— Provided passage —
»»

I have explained above how the monitor can produce two independent pictures for the left and right eyes on the hardware level. Of course, this requires software support. The graphics card must process both frames simultaneously and combine them together in interlaced mode: the odd-numbered lines come from one frame and the even-numbered lines come from the other frame.
So far, this is not a default function of any graphics card. Nvidia has been doing some work in this field but only offers such technology in GeForce 6 or higher series cards and only for 32-bit versions of Windows Vista. Such drivers had been developed for Windows XP and 98 but the support for these OSes was abandoned. The owner of a Trimon will have to install Windows Vista.
Eyeglasses with polarizing lenses are included with the monitor, of course. They do not feature an extraordinary design, yet they are handy and should be appreciated by the fans of Half-Life. Gordon Freeman wears the same eyeglasses (without the Zalman logo, though).
These eyeglasses do not have any diopters but if your eyesight isn’t perfect you can use the included clip-on lenses that can be attached to ordinary eyeglasses.
These lenses aren’t very convenient. Their fastening will be annoying if the frame of your eyeglasses fits tight to the bridge of your nose. They also make the eyeglasses much heavier. On the other hand, these drawbacks can be put up with. I can assure you about that because I wear eyeglasses, too. If you need to distract from your play for a couple of minutes, you can just lift the clip-on lenses up without taking them off.

««

— Data under study —
»»

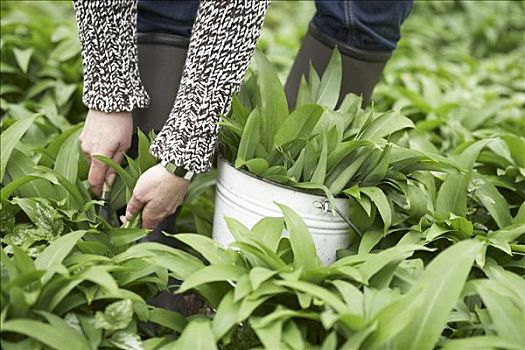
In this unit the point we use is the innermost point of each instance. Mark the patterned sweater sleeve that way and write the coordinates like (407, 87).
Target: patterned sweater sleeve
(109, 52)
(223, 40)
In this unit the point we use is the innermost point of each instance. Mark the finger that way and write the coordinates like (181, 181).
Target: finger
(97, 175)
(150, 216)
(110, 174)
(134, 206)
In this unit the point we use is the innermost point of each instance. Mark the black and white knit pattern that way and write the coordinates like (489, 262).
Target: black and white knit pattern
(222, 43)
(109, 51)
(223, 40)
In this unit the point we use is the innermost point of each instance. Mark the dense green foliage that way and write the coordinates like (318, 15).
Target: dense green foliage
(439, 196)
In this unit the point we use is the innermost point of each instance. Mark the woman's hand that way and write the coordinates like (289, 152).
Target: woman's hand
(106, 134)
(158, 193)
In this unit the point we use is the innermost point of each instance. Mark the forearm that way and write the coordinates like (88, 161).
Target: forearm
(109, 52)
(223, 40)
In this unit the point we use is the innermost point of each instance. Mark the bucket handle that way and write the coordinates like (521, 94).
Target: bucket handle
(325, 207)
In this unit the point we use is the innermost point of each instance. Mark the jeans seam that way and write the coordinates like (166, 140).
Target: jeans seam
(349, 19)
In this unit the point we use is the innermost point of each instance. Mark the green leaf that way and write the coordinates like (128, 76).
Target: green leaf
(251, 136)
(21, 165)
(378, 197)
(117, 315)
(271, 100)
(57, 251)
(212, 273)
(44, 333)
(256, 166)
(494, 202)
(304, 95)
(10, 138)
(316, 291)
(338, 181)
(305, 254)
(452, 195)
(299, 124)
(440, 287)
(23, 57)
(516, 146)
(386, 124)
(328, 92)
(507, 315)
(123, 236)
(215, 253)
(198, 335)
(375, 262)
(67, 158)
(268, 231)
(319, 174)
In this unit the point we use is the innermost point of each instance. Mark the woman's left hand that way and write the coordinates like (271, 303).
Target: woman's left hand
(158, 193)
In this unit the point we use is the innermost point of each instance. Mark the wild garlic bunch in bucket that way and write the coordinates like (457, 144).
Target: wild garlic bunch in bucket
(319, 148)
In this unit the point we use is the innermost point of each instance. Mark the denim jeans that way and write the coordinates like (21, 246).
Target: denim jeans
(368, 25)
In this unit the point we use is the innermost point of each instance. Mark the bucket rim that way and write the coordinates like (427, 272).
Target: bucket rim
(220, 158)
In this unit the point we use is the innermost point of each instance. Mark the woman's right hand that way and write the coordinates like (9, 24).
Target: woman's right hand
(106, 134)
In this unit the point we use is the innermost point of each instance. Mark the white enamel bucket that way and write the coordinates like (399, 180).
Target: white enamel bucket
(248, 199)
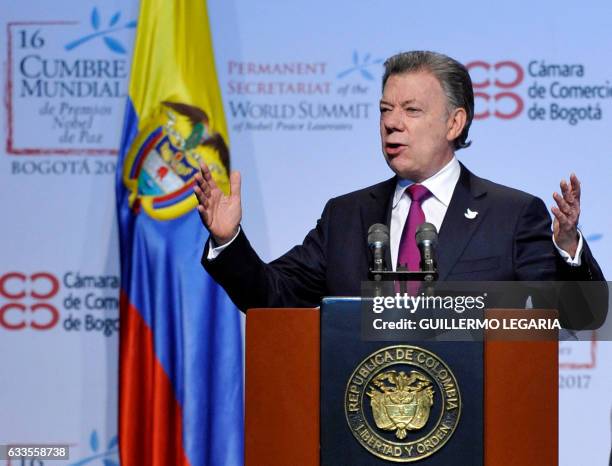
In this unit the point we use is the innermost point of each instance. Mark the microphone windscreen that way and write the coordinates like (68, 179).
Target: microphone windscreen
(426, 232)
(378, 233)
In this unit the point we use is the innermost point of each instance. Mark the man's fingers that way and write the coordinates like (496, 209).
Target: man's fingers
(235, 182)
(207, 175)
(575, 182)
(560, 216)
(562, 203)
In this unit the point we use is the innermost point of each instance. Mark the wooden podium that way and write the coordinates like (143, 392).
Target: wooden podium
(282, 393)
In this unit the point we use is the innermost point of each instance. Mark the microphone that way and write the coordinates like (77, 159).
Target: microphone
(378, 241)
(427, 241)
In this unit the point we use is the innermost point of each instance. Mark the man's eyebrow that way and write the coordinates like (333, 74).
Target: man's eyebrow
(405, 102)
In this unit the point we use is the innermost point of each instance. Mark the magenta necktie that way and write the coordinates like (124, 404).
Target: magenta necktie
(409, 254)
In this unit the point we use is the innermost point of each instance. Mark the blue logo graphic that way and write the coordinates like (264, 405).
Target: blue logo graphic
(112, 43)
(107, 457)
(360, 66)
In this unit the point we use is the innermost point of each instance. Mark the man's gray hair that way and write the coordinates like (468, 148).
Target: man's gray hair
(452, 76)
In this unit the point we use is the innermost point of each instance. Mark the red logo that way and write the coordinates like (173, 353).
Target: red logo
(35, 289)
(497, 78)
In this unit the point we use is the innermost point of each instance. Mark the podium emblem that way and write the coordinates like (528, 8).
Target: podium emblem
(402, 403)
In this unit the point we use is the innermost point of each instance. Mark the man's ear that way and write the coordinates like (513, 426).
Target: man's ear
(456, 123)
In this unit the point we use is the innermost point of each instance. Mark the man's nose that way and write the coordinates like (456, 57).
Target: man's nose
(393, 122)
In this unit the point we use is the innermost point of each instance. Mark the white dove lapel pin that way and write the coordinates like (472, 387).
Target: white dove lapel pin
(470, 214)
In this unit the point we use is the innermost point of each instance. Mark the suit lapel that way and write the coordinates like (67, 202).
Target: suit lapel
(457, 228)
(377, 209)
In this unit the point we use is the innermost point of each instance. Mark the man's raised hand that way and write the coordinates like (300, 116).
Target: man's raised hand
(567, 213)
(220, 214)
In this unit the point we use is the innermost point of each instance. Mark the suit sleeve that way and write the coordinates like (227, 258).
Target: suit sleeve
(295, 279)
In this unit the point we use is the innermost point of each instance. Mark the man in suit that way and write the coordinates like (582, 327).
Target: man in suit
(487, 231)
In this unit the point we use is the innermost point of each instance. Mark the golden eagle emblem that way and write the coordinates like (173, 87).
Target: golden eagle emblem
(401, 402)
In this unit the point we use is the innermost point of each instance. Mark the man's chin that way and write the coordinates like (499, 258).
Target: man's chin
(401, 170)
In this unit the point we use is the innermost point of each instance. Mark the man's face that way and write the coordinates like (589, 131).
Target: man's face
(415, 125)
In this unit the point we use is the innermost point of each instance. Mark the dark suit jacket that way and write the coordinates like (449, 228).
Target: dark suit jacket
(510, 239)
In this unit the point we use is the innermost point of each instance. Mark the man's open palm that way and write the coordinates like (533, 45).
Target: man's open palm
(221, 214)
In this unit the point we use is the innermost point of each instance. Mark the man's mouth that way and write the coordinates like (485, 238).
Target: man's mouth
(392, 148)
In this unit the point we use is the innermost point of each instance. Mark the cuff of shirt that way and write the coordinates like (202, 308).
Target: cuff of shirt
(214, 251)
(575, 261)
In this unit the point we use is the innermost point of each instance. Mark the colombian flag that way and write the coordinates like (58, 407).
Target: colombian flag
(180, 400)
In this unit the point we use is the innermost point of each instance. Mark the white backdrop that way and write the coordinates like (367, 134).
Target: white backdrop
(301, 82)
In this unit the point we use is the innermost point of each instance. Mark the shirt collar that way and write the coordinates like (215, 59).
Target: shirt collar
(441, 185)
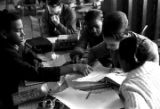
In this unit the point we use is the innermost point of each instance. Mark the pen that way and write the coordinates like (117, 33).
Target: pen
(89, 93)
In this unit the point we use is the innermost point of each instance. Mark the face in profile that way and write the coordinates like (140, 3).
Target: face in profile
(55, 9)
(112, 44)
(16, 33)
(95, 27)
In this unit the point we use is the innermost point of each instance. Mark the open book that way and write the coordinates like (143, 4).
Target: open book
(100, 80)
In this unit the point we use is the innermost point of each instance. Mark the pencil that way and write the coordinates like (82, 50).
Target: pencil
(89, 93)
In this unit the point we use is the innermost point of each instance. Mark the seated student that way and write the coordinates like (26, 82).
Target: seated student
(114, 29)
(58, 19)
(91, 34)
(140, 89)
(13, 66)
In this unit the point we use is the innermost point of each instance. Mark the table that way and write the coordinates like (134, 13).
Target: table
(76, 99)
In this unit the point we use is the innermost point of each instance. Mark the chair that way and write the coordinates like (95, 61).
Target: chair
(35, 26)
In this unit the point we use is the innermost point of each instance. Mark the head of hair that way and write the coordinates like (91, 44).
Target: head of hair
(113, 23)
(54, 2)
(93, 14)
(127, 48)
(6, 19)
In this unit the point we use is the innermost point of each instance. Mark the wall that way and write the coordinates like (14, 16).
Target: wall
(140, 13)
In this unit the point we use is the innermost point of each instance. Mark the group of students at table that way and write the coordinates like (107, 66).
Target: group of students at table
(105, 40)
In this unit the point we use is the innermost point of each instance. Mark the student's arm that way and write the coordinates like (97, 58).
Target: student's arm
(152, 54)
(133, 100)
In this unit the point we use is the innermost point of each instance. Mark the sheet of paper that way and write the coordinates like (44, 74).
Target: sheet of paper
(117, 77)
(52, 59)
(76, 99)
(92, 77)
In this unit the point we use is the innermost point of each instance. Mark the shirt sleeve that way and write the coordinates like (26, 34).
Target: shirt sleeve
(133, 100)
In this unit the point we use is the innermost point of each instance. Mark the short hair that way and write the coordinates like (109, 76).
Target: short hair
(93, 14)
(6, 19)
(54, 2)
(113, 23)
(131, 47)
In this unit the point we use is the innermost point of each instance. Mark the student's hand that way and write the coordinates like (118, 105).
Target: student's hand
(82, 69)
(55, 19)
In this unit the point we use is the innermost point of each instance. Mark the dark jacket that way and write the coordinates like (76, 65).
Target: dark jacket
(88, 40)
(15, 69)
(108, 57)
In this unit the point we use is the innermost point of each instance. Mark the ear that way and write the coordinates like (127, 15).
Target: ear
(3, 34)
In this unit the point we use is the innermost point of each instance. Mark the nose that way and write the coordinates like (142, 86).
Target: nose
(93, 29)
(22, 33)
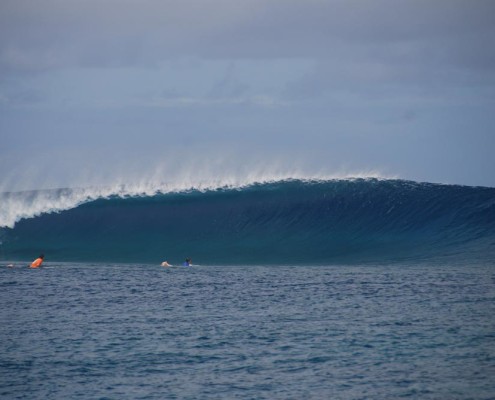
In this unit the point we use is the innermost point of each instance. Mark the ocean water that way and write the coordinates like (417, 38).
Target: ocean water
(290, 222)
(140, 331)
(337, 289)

««

— Tasks for this exercise —
(a) List every operating system named in the Trimon stereo monitor passage.
(b) Write the next part of the Trimon stereo monitor passage, picking up right after its final sentence.

— Results —
(a)
Windows Vista (32-bit versions)
Windows XP
Windows 98

(b)
Included into the kit are a plastic case for the glasses and a microfiber napkin for cleaning them. Do not forget to remove the protective film from both sides of the lenses prior to wearing them.
I performed my tests on a computer configured like follows:
- GeForce 8600 GTS graphics card with driver version 175.19 and with 3D-stereo driver version 174.76
- Intel Core 2 Duo E6850 processor
- ASUS P5E mainboard
- 2x2GB DDR2 SDRAM (Patriot PDC24G6400LLK)
- Western Digital Raptor WD740GD hard disk drive
- Microsoft Windows Vista Home Premium 32-bit
The monitor doesn’t need additional drivers. The included disc contains the same 3D-stereo driver from Nvidia.
The driver was installed without problems. After the installation, there appeared a Desktop icon of its control panel. The 3D-stereo driver has its own control panel that does not overlap with the one of Nvidia’s ordinary graphics card driver. Besides setup options, the control panel offers a good test of the 3D mode.
One of the most important options of the Control Panel is the Depth Amount slider which refers to the depth of the emulated 3D space. If you feel a headache or have difficulties focusing on the image in the stereo mode, you should try to reduce the spatial depth. If, on the contrary, the image seems too flat, try to increase it.
You can see two buttons that launch 3D tests here. The Medical Test Image button opens a window with text and an object. Without the polarizing eyeglasses this looks like a square chaotically filled in with black dots. In the eyeglasses, if the monitor is set up correctly, you can see a second square which is placed against the first one but closer to you. It seems to be hanging in front of the screen as if you can touch its corner with your finger.
You can find the optimal position of your head relative to the screen using this test. As I found out, the ZM-M220W gives you a lot of freedom in choosing your head position. The 3D picture remains in fact the same if you move your head around a little. However, the screen must be placed in such a way that your eyes were opposite its center. The 3D picture splits up if viewed from above.
The Launch Test Application button launches a program that shows a simple picture: Nvidia’s logo is rotating and floating back and forth within a tunnel.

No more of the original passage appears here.